**DIRECTION**
Reproduce the material below word for word, leaving out the pictures.

**DATA ENTRIES**

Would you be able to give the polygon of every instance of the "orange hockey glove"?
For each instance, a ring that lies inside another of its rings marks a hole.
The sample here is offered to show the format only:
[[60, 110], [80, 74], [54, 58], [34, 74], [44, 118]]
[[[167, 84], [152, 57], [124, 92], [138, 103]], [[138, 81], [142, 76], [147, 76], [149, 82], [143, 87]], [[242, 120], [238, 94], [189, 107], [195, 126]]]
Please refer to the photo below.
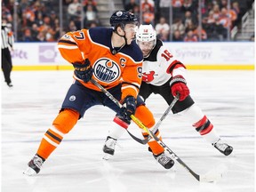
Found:
[[84, 83], [91, 80], [93, 68], [90, 65], [90, 60], [86, 59], [84, 64], [81, 63], [72, 63], [75, 68], [75, 75]]

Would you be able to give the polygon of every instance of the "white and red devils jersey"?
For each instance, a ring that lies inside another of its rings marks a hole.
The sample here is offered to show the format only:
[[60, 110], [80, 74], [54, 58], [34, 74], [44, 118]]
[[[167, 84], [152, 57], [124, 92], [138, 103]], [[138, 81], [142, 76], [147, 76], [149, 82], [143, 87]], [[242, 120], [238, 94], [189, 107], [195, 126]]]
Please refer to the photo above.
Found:
[[[141, 66], [143, 54], [133, 41], [125, 44], [116, 54], [112, 54], [112, 28], [93, 28], [68, 32], [58, 42], [62, 57], [70, 63], [91, 61], [94, 72], [92, 78], [106, 89], [122, 83], [122, 99], [127, 95], [137, 97], [141, 84]], [[85, 84], [75, 75], [85, 87], [100, 91], [91, 82]]]
[[142, 81], [160, 86], [172, 77], [174, 68], [180, 67], [185, 68], [173, 57], [168, 48], [163, 45], [163, 42], [157, 39], [156, 44], [148, 57], [144, 58]]

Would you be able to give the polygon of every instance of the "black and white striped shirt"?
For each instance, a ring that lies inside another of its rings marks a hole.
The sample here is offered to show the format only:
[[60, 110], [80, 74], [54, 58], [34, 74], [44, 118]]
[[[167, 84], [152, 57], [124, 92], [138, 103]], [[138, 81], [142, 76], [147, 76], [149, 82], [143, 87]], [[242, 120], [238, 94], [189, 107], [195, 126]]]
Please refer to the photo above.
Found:
[[1, 30], [1, 47], [2, 49], [8, 48], [9, 46], [12, 47], [14, 37], [12, 32], [7, 28], [6, 25], [2, 24]]

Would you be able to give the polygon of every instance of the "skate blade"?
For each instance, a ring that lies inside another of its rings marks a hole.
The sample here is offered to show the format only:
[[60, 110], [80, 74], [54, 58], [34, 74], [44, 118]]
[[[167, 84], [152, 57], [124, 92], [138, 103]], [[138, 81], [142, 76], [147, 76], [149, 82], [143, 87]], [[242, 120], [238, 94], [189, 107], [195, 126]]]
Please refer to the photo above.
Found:
[[104, 159], [104, 160], [108, 160], [108, 159], [112, 158], [112, 156], [113, 156], [110, 155], [110, 154], [104, 154], [102, 159]]
[[28, 175], [28, 176], [33, 176], [36, 175], [36, 172], [34, 169], [28, 167], [24, 172], [23, 174]]

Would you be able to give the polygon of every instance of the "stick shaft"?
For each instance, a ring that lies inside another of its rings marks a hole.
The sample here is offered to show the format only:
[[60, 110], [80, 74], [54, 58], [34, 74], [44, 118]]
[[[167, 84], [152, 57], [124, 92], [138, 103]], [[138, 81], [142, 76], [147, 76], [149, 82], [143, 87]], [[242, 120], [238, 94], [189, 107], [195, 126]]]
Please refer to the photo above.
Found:
[[[122, 104], [104, 87], [99, 84], [94, 79], [91, 79], [91, 82], [99, 87], [113, 102], [115, 102], [119, 108], [122, 108]], [[175, 104], [175, 103], [174, 103]], [[171, 109], [170, 109], [171, 110]], [[169, 113], [169, 112], [168, 112]], [[164, 119], [166, 116], [164, 116]], [[132, 115], [131, 118], [132, 121], [140, 128], [145, 130], [150, 137], [154, 138], [154, 140], [161, 145], [166, 151], [170, 153], [170, 155], [176, 159], [188, 172], [189, 172], [198, 181], [200, 181], [200, 175], [196, 174], [193, 172], [170, 148], [168, 148], [162, 140], [160, 140], [150, 130], [148, 130], [142, 122], [140, 122], [135, 116]]]

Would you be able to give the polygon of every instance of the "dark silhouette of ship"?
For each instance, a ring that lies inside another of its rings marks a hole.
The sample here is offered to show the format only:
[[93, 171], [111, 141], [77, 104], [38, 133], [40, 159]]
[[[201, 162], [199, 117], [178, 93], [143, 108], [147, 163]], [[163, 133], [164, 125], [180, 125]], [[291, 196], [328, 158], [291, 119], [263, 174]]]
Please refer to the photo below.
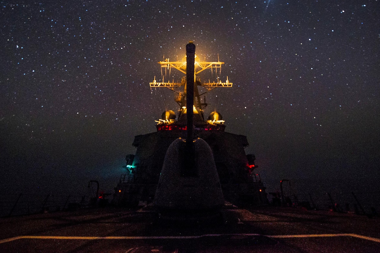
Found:
[[[194, 71], [192, 87], [187, 82], [189, 76], [187, 73], [186, 57], [182, 61], [172, 62], [166, 59], [158, 63], [161, 65], [162, 82], [157, 82], [155, 77], [150, 83], [151, 89], [167, 88], [176, 92], [175, 101], [179, 109], [176, 115], [171, 110], [163, 112], [156, 121], [157, 131], [135, 136], [133, 145], [137, 148], [136, 154], [126, 157], [125, 167], [127, 173], [121, 176], [115, 188], [114, 204], [135, 206], [141, 201], [148, 203], [153, 201], [168, 148], [176, 139], [186, 138], [188, 131], [187, 108], [192, 106], [187, 104], [188, 100], [193, 101], [190, 125], [193, 127], [190, 128], [193, 131], [191, 136], [205, 141], [212, 150], [212, 157], [209, 159], [215, 162], [225, 199], [240, 206], [268, 204], [265, 187], [255, 173], [255, 155], [246, 155], [244, 150], [249, 145], [246, 136], [225, 131], [225, 121], [216, 110], [208, 117], [204, 114], [207, 104], [206, 97], [202, 100], [201, 96], [216, 88], [231, 88], [233, 84], [228, 76], [225, 82], [218, 78], [216, 82], [205, 82], [198, 75], [206, 70], [211, 70], [212, 73], [220, 74], [224, 63], [218, 59], [217, 62], [202, 61], [195, 55], [194, 58], [194, 70], [191, 71]], [[164, 81], [165, 73], [170, 73], [173, 68], [187, 75], [180, 82]], [[206, 91], [200, 94], [201, 88]], [[192, 89], [193, 93], [188, 92]], [[188, 97], [192, 93], [193, 98], [187, 99], [187, 96]]]

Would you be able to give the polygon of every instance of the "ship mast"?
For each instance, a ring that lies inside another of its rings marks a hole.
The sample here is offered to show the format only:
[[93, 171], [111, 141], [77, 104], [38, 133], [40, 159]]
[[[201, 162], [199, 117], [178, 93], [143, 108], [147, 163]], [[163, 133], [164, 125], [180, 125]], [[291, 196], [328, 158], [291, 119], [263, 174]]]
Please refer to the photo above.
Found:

**EXERCISE SOLUTION**
Would you be able to give the polygon of every instance of the "orange hockey glove"?
For each instance, a ring that lies inside another of its rings marks a hole.
The sample here is offered to show the format only:
[[60, 110], [80, 74], [54, 58], [34, 74], [44, 118]]
[[[167, 84], [152, 57], [124, 92], [138, 103]], [[138, 81], [142, 76], [147, 76], [149, 82], [143, 87]], [[242, 120], [238, 94], [189, 107], [195, 126]]]
Please refer to the photo below.
Found:
[[84, 83], [91, 80], [93, 68], [90, 65], [90, 60], [86, 59], [84, 64], [81, 63], [72, 63], [75, 68], [75, 75]]

Would you be able to give the polygon of every instance of the "white and red devils jersey"?
For each instance, a ring that lies inside another of its rings marks a hole.
The sample here is offered to show the format only:
[[60, 110], [80, 74], [54, 58], [34, 74], [44, 118]]
[[[167, 84], [152, 57], [124, 92], [138, 103]], [[138, 81], [142, 76], [147, 76], [149, 82], [143, 87]], [[242, 120], [238, 94], [189, 107], [195, 126]]]
Please refer to the photo above.
Found:
[[[141, 66], [143, 54], [133, 41], [125, 44], [116, 54], [112, 54], [112, 28], [93, 28], [68, 32], [58, 42], [62, 57], [70, 63], [91, 61], [94, 72], [92, 78], [106, 89], [122, 83], [122, 99], [127, 95], [137, 97], [141, 84]], [[85, 84], [75, 75], [85, 87], [100, 91], [91, 82]]]
[[142, 81], [160, 86], [172, 77], [174, 68], [180, 67], [185, 68], [173, 57], [168, 48], [163, 45], [163, 42], [157, 39], [156, 44], [148, 57], [144, 58]]

Would you be able to give the polygon of every instance of the "black and white striped shirt"?
For each instance, a ring that lies inside another of its rings marks a hole.
The sample here is offered to show the format only:
[[60, 110], [80, 74], [54, 58], [34, 74], [44, 118]]
[[[167, 84], [152, 57], [124, 92], [138, 103]], [[138, 81], [142, 76], [147, 76], [149, 82], [143, 87]], [[242, 120], [238, 94], [189, 107], [195, 126]]]
Please refer to the photo above.
Found:
[[1, 30], [1, 47], [2, 49], [8, 48], [9, 46], [12, 47], [14, 37], [12, 32], [7, 28], [6, 25], [2, 24]]

Would you be able to give the polygon of every instance of the "skate blade"?
For each instance, a ring that lies inside another of its rings marks a hole.
The sample here is offered to show the format only:
[[60, 110], [80, 74], [54, 58], [34, 74], [44, 118]]
[[[167, 84], [152, 57], [124, 92], [138, 103]], [[138, 81], [142, 76], [147, 76], [149, 82], [143, 87]], [[242, 120], [238, 94], [189, 107], [195, 126]]]
Please refer to the photo above.
Found:
[[104, 159], [104, 160], [108, 160], [108, 159], [112, 158], [112, 156], [113, 156], [110, 155], [110, 154], [104, 154], [102, 159]]
[[28, 175], [28, 176], [33, 176], [36, 175], [36, 172], [34, 169], [28, 167], [24, 172], [23, 174]]

Would you be able to give the polygon of every instance of the "stick shaft"?
For each instance, a ring that lies inside another of its rings marks a hole.
The sample here is offered to show the format only:
[[60, 110], [80, 74], [54, 58], [34, 74], [44, 118]]
[[[167, 84], [152, 57], [124, 92], [138, 103]], [[138, 81], [142, 76], [147, 76], [149, 82], [143, 87]], [[242, 120], [238, 94], [189, 107], [195, 126]]]
Please refer to the photo above.
Found:
[[[122, 104], [104, 87], [99, 84], [94, 79], [91, 79], [91, 82], [99, 87], [113, 102], [115, 102], [119, 108], [122, 108]], [[175, 104], [175, 103], [174, 103]], [[171, 109], [170, 109], [171, 110]], [[169, 113], [169, 112], [168, 112]], [[164, 119], [166, 116], [164, 116]], [[132, 115], [131, 118], [132, 121], [140, 128], [145, 130], [150, 137], [154, 138], [154, 140], [161, 145], [166, 151], [170, 153], [170, 155], [176, 159], [188, 172], [189, 172], [198, 181], [200, 181], [200, 175], [196, 174], [193, 172], [170, 148], [168, 148], [162, 140], [160, 140], [150, 130], [148, 130], [142, 122], [140, 122], [135, 116]]]

Would you be able to give the polygon of every instance of the "dark silhouette of ship"?
For each instance, a ring that lies inside another of its rings marks a hole.
The sample here is offered to show the format only:
[[93, 171], [111, 141], [77, 104], [38, 133], [40, 159]]
[[[201, 162], [199, 117], [178, 93], [143, 108], [147, 163]], [[163, 133], [164, 125], [180, 125]], [[291, 196], [328, 158], [291, 119], [263, 174]]]
Please refer to the photo below.
Found:
[[[194, 71], [192, 87], [187, 82], [189, 76], [187, 73], [186, 57], [182, 61], [172, 62], [166, 59], [158, 63], [161, 65], [162, 82], [157, 82], [155, 77], [150, 83], [151, 89], [167, 88], [176, 92], [175, 101], [179, 109], [176, 115], [171, 110], [163, 112], [156, 121], [157, 131], [135, 136], [133, 145], [137, 148], [136, 154], [126, 157], [125, 167], [127, 173], [121, 176], [115, 188], [114, 204], [135, 206], [141, 201], [148, 203], [153, 201], [168, 148], [176, 139], [186, 138], [188, 131], [187, 108], [192, 106], [187, 104], [188, 100], [193, 101], [190, 125], [193, 127], [190, 128], [193, 131], [191, 136], [205, 141], [212, 150], [212, 157], [209, 159], [215, 162], [225, 199], [240, 206], [268, 204], [265, 187], [255, 173], [255, 155], [246, 155], [244, 150], [249, 145], [246, 136], [225, 131], [225, 121], [216, 110], [208, 117], [204, 114], [207, 104], [206, 97], [202, 100], [201, 96], [216, 88], [231, 88], [233, 84], [228, 76], [225, 82], [218, 78], [216, 82], [205, 82], [198, 75], [206, 70], [211, 70], [212, 73], [220, 74], [224, 63], [218, 59], [217, 62], [202, 61], [195, 55], [194, 58], [194, 70], [191, 71]], [[164, 81], [165, 73], [170, 73], [173, 68], [187, 75], [180, 82]], [[206, 91], [200, 94], [201, 88]], [[192, 89], [193, 93], [188, 92]], [[188, 97], [192, 93], [193, 98], [187, 99], [187, 96]]]

Would you be able to give the polygon of every instance of the "ship mast"?
For each instance, a ring that lies inside another of its rings marks a hole.
The sample here is offered to show the format only:
[[93, 171], [111, 141], [77, 104], [38, 133], [40, 159]]
[[[201, 162], [199, 117], [178, 93], [143, 108], [147, 163]], [[163, 133], [164, 125], [180, 125]], [[291, 196], [328, 158], [291, 119], [263, 174]]]
Please refer to the photo above.
Found:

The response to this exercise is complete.